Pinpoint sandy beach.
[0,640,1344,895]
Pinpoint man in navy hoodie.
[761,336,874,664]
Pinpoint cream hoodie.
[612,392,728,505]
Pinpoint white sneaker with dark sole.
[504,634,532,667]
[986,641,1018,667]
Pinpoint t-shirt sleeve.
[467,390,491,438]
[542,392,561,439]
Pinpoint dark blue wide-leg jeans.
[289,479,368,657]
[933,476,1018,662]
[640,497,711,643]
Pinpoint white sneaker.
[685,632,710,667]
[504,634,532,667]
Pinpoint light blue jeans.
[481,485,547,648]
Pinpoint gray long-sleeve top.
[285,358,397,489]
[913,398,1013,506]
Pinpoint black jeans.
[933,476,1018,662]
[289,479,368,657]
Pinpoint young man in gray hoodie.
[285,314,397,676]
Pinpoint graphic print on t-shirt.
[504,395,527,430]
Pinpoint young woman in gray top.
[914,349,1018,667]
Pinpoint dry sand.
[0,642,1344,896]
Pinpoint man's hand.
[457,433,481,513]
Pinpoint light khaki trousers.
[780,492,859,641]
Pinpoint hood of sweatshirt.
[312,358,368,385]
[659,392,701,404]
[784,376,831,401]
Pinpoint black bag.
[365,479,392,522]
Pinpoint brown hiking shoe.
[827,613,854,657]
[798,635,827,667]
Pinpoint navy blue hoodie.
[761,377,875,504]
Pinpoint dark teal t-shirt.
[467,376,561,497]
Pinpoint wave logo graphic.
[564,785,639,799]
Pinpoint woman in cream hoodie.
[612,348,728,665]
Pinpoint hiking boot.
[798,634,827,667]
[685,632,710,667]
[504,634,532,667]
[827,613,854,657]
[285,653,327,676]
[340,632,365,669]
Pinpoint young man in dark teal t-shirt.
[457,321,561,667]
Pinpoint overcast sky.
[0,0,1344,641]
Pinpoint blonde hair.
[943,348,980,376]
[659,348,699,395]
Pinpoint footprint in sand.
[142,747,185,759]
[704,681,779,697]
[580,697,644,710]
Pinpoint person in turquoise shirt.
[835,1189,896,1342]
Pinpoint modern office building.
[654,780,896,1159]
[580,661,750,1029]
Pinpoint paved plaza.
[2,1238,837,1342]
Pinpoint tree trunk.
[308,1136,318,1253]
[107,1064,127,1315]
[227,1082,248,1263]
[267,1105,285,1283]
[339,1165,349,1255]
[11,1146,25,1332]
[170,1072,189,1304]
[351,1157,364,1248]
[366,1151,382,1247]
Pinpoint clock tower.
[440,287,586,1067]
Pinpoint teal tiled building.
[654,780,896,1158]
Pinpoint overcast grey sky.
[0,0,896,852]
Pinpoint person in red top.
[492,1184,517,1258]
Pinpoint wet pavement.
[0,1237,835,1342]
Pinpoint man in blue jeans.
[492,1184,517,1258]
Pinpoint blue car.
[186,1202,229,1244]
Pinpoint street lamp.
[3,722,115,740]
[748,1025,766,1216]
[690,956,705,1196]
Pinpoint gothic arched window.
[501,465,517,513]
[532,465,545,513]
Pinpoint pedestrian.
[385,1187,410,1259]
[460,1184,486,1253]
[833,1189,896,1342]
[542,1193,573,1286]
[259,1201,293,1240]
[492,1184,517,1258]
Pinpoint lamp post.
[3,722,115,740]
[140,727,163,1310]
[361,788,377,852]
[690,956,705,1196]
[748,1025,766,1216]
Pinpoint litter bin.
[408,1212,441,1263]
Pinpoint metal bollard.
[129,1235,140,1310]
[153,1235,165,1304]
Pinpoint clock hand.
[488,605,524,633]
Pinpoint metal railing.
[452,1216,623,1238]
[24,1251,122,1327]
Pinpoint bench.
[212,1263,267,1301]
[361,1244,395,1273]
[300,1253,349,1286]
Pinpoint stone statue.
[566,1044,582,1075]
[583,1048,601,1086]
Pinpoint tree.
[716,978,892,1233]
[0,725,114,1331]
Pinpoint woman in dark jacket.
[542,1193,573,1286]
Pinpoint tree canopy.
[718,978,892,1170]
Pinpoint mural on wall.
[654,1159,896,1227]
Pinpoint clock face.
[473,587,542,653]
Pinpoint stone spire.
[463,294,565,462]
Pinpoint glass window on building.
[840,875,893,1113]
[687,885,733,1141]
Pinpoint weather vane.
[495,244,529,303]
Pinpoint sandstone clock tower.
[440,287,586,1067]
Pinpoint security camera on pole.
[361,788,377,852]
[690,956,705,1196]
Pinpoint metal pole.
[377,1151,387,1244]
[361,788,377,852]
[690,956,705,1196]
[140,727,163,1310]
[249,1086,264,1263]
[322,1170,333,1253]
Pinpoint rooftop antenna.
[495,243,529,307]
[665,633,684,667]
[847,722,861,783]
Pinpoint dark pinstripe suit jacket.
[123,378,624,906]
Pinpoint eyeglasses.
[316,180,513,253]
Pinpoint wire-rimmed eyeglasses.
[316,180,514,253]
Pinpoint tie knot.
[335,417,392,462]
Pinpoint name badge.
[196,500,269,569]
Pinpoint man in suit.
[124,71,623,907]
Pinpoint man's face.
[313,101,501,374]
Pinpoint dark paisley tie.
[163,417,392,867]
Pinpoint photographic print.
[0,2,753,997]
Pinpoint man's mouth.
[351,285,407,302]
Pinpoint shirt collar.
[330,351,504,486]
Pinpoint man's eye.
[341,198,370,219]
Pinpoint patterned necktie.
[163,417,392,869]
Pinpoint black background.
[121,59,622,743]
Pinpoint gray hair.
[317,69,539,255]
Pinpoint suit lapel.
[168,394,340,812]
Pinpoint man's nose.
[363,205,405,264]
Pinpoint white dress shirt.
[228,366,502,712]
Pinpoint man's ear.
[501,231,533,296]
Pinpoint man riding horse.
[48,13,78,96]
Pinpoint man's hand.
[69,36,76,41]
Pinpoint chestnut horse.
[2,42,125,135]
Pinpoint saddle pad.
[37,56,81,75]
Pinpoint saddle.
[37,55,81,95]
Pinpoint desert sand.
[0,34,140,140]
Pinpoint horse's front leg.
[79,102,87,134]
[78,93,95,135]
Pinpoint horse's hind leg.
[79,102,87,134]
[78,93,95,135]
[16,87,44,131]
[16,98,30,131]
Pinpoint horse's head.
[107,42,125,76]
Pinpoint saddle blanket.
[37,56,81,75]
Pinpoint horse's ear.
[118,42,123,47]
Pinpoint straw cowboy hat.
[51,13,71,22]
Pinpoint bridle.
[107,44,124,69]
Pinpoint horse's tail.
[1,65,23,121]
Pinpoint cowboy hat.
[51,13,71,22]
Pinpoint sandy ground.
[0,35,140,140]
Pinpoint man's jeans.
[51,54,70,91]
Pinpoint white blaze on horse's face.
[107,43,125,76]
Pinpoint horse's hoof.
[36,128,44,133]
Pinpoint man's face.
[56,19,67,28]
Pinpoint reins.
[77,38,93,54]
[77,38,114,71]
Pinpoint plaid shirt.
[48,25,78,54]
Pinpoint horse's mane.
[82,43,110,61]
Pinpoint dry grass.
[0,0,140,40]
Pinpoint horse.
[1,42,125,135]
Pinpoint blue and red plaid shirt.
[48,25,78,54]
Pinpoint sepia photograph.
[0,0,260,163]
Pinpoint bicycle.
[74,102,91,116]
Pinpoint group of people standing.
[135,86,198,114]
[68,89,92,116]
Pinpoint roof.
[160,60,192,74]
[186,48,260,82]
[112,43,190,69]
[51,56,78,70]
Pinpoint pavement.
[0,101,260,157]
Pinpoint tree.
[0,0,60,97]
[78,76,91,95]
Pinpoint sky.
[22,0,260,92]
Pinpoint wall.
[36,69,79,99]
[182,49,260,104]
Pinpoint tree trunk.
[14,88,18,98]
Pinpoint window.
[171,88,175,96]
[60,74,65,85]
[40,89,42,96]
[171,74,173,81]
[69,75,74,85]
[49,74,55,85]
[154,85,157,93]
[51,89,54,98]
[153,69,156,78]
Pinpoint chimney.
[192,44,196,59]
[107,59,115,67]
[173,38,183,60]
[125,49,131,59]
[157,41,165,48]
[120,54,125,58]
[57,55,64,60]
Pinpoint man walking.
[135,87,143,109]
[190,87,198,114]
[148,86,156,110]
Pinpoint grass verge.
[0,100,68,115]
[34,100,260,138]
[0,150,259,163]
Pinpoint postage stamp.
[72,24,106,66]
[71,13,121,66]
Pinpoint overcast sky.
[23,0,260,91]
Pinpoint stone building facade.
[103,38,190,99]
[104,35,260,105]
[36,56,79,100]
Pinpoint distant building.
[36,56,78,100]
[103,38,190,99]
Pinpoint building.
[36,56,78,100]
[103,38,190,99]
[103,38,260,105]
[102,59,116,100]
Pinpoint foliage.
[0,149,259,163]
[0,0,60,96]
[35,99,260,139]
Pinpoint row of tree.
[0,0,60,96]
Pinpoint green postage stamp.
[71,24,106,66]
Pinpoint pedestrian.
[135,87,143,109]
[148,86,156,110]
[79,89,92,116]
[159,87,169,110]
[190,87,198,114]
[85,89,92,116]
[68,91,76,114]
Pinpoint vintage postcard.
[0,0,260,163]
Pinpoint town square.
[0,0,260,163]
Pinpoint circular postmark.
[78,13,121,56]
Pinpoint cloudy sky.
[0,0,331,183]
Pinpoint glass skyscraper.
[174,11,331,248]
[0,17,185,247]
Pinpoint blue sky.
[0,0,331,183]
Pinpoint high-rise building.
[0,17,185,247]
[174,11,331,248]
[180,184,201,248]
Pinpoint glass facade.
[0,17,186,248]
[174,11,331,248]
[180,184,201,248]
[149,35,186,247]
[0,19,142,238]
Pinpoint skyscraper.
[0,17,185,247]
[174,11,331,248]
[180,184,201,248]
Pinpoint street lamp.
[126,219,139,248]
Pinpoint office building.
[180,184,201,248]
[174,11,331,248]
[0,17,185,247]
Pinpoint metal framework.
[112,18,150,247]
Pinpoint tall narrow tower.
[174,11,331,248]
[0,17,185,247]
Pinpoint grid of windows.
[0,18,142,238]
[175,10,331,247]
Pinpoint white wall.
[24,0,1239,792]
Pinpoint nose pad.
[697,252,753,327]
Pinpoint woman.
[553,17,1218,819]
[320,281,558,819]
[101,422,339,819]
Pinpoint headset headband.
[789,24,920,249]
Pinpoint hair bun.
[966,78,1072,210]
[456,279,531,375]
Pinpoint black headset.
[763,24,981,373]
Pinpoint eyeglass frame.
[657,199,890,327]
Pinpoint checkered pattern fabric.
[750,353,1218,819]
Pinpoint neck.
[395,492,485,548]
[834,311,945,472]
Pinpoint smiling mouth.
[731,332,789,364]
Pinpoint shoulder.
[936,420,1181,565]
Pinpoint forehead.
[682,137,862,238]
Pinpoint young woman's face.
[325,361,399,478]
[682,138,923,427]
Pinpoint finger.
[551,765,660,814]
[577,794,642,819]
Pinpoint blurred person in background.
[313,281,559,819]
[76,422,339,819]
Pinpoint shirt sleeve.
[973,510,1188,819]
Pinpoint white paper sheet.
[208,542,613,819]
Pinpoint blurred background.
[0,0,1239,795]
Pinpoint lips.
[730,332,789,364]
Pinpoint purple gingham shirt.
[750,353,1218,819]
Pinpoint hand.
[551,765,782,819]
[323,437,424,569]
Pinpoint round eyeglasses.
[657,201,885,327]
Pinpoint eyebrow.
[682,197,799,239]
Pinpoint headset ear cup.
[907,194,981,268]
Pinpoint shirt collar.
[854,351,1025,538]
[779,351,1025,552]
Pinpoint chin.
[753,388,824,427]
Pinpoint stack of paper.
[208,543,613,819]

—————

Your goal
Put the lines from the line with "Pinpoint stone building facade." to the line with "[71,24,106,66]", both included, into a two-column CSV headed input and output. Give one row for each line beginning with "Pinpoint", with that line in input and the lines following it in output, each field quoted and any line breaks replaced by spaces.

Task response
input,output
"Pinpoint stone building facade.","[103,38,190,99] [104,35,260,105] [36,56,79,100]"
"Pinpoint distant building.","[36,56,78,100] [103,38,190,99]"
"Pinpoint building.","[36,56,78,100] [103,38,190,99] [103,38,260,105] [102,59,116,100]"
"Pinpoint foliage.","[0,149,259,163] [0,0,60,96] [35,99,260,139]"
"Pinpoint row of tree.","[0,0,60,96]"
"Pinpoint green postage stamp.","[71,24,106,66]"